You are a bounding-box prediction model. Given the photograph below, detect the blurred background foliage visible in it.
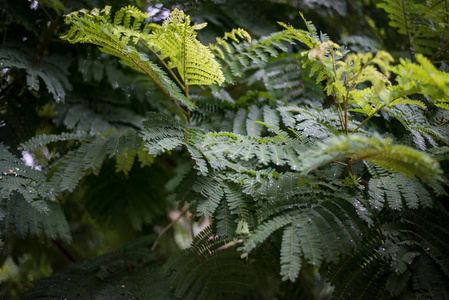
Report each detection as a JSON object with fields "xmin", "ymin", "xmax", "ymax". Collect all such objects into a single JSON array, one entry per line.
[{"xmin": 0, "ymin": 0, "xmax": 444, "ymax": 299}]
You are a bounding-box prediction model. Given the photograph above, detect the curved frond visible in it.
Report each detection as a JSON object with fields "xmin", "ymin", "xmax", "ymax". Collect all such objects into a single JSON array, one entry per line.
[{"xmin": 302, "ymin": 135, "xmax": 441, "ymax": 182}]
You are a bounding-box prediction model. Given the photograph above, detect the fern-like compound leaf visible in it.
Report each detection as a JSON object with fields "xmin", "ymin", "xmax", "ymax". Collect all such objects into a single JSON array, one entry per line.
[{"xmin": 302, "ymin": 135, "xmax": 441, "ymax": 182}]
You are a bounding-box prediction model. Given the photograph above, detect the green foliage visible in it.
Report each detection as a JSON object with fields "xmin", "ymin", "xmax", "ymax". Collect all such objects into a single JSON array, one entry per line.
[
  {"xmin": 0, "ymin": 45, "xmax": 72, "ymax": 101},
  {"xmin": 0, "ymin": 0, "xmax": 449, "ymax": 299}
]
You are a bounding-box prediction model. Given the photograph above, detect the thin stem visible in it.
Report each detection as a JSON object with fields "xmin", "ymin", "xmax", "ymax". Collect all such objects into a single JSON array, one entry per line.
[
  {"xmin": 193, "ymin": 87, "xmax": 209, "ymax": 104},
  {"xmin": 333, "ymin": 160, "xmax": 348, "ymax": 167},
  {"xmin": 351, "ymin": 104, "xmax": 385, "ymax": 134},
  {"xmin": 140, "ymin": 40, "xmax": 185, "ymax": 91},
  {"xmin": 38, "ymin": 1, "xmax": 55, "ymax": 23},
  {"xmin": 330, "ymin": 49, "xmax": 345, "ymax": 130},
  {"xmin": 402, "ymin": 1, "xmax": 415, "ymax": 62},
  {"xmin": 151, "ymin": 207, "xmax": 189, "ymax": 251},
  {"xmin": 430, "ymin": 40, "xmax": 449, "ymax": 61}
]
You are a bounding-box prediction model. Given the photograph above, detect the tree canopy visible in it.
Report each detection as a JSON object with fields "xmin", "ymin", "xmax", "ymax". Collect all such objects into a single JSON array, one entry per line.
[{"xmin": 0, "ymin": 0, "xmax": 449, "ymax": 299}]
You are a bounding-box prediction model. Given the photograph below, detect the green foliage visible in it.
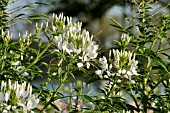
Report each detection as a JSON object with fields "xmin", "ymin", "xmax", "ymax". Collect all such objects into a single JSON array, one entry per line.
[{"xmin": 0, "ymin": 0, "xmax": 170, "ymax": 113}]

■ ■ ■ ■

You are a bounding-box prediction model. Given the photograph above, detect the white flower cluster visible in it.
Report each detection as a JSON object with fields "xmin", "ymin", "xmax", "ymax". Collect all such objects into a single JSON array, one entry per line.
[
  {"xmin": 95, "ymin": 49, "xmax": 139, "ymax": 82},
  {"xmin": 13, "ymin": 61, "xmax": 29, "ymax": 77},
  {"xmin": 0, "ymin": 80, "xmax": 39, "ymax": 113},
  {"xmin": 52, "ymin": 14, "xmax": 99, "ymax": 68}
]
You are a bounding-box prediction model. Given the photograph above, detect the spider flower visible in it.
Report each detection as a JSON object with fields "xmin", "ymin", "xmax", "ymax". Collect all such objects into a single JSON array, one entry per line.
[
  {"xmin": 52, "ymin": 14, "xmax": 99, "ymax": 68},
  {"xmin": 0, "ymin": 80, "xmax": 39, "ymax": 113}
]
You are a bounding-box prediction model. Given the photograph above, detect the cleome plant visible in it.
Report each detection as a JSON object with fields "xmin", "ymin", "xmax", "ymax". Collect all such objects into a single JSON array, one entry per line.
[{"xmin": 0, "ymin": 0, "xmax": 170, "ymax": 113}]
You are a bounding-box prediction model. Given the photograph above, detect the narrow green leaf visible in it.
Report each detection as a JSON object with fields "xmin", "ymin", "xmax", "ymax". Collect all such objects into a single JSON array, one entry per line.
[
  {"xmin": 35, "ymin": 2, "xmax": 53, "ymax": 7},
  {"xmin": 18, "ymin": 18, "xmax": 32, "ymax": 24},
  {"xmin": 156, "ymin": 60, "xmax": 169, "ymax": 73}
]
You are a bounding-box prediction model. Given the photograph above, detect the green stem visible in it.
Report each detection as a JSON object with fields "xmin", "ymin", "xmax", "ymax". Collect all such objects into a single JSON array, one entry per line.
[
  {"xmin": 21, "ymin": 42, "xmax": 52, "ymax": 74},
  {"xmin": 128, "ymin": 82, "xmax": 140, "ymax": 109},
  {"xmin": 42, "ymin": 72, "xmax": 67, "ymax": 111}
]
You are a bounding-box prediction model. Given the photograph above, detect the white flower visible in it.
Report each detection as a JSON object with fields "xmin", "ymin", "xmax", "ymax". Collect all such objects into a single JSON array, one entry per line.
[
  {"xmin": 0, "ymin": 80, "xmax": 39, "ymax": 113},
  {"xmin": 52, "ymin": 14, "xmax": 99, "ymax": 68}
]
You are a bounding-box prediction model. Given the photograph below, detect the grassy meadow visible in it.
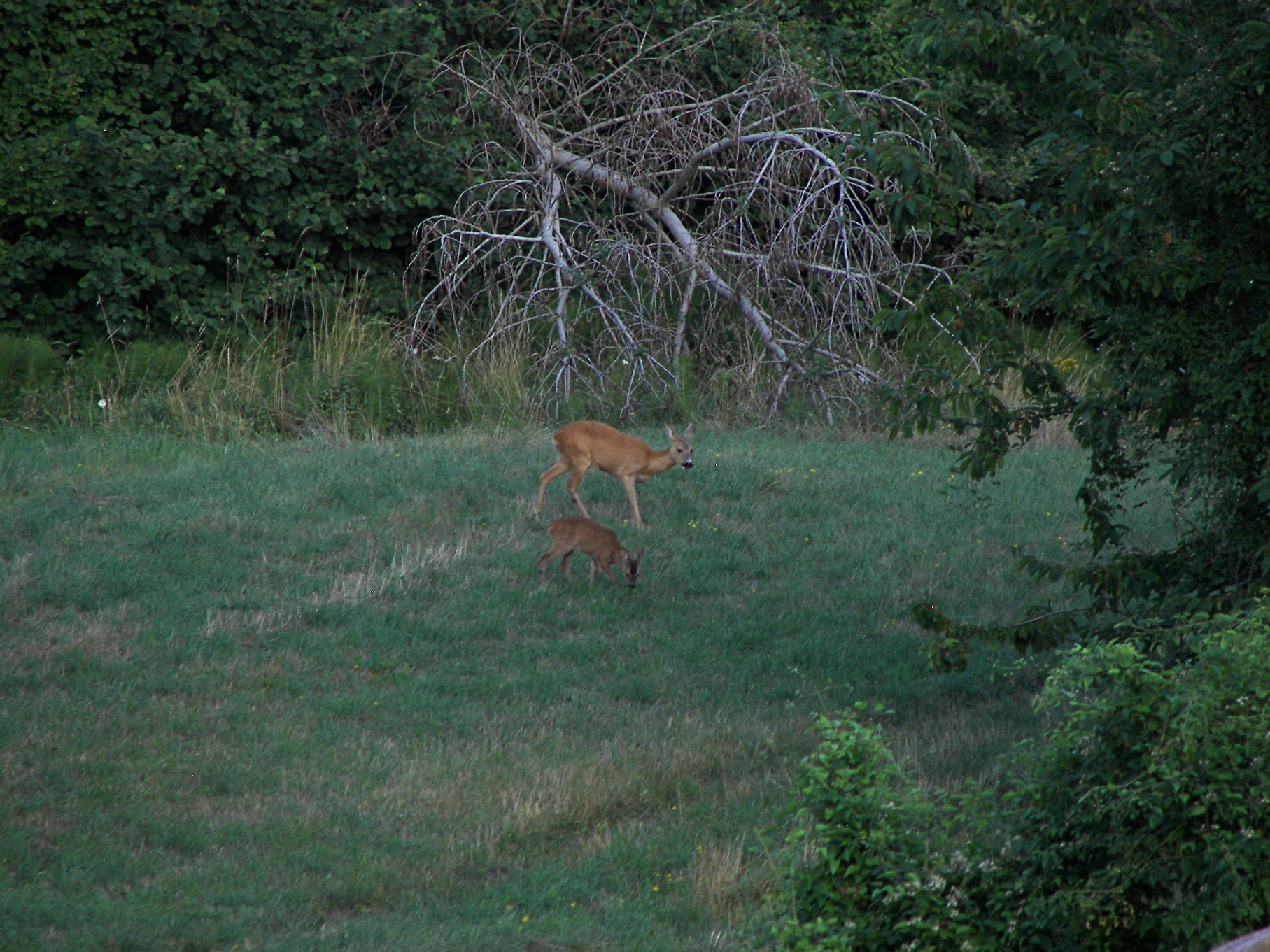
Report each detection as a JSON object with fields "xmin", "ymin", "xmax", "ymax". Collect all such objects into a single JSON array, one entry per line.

■ ■ ■ ■

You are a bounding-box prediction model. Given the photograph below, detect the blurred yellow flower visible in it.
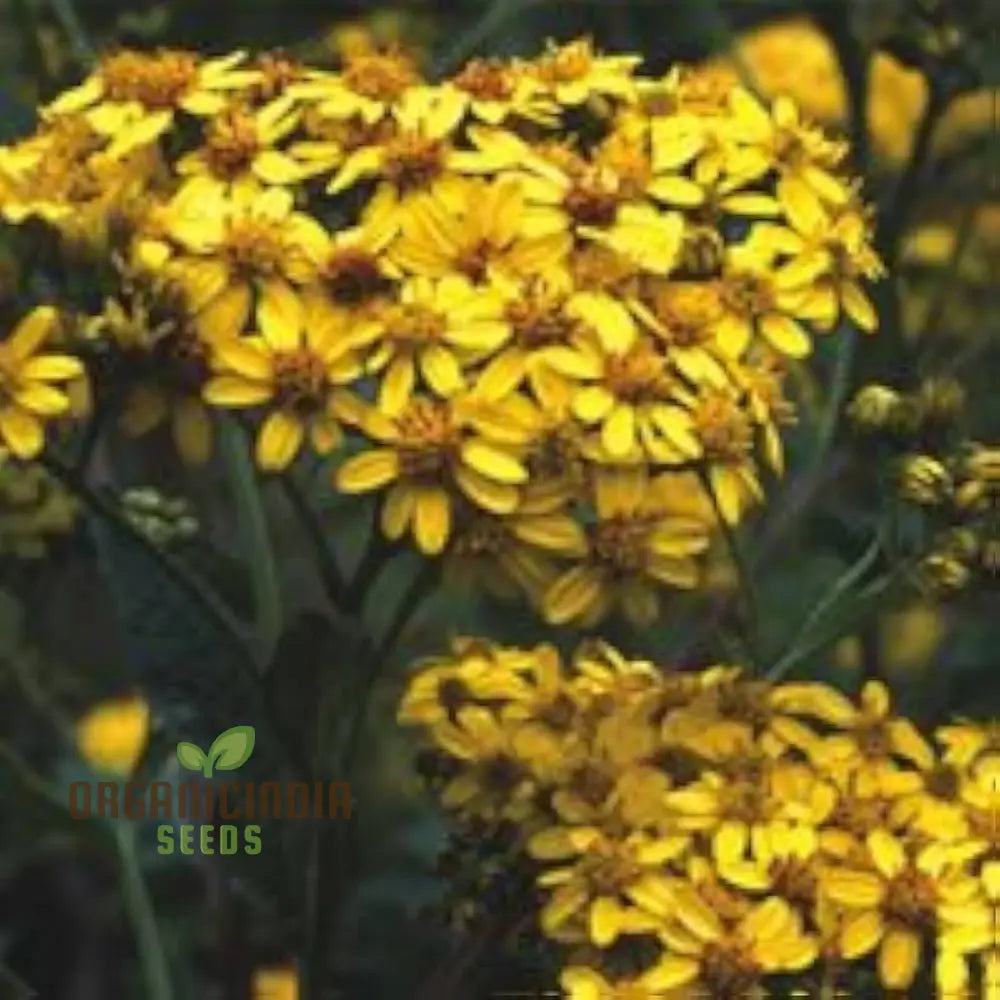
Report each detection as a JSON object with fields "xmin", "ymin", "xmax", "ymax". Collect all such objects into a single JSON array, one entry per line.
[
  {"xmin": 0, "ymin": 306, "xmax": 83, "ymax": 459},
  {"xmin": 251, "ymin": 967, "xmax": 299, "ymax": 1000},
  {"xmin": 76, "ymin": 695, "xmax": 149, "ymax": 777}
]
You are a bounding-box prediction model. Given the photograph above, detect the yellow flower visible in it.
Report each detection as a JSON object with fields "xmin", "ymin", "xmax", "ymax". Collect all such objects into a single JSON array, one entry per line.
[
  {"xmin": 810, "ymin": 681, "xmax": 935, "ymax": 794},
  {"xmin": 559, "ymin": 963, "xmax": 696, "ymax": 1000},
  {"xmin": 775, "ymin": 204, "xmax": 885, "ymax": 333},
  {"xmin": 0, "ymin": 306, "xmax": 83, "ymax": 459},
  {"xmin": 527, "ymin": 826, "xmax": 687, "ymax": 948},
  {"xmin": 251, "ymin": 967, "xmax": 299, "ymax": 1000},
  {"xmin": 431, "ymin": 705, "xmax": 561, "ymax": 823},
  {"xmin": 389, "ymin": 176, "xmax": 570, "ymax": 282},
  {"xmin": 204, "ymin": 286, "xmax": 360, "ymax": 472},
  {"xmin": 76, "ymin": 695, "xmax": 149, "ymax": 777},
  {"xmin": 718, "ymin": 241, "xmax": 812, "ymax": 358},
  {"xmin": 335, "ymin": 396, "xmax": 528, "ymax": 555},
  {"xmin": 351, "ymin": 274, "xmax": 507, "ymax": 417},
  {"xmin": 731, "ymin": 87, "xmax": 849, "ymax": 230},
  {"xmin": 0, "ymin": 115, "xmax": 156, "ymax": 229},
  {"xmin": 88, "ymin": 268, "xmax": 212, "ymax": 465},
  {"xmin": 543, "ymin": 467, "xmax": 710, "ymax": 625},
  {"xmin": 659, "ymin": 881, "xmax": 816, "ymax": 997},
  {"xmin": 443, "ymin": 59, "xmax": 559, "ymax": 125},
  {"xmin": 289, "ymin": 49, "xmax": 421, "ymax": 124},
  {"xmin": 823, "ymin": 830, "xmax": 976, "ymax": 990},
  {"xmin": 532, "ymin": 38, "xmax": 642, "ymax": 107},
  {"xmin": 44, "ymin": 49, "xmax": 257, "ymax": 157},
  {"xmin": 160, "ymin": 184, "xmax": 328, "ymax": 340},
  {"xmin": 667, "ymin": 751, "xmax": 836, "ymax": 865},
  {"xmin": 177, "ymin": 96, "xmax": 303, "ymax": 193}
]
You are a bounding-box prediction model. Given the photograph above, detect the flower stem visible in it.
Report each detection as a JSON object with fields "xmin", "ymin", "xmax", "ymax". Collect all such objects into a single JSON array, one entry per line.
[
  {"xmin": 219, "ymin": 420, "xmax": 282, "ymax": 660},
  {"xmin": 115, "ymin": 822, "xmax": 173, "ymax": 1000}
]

■ ■ ■ ■

Exercise goal: Copy out every line in the items above that contains the word "blurred".

The output:
You are a bounding-box prediction model. Given the photograph below, detect the blurred background foliage visible in it.
You are a bounding-box prediction model. Given the photograph below, detect the blurred yellow flower visible in it.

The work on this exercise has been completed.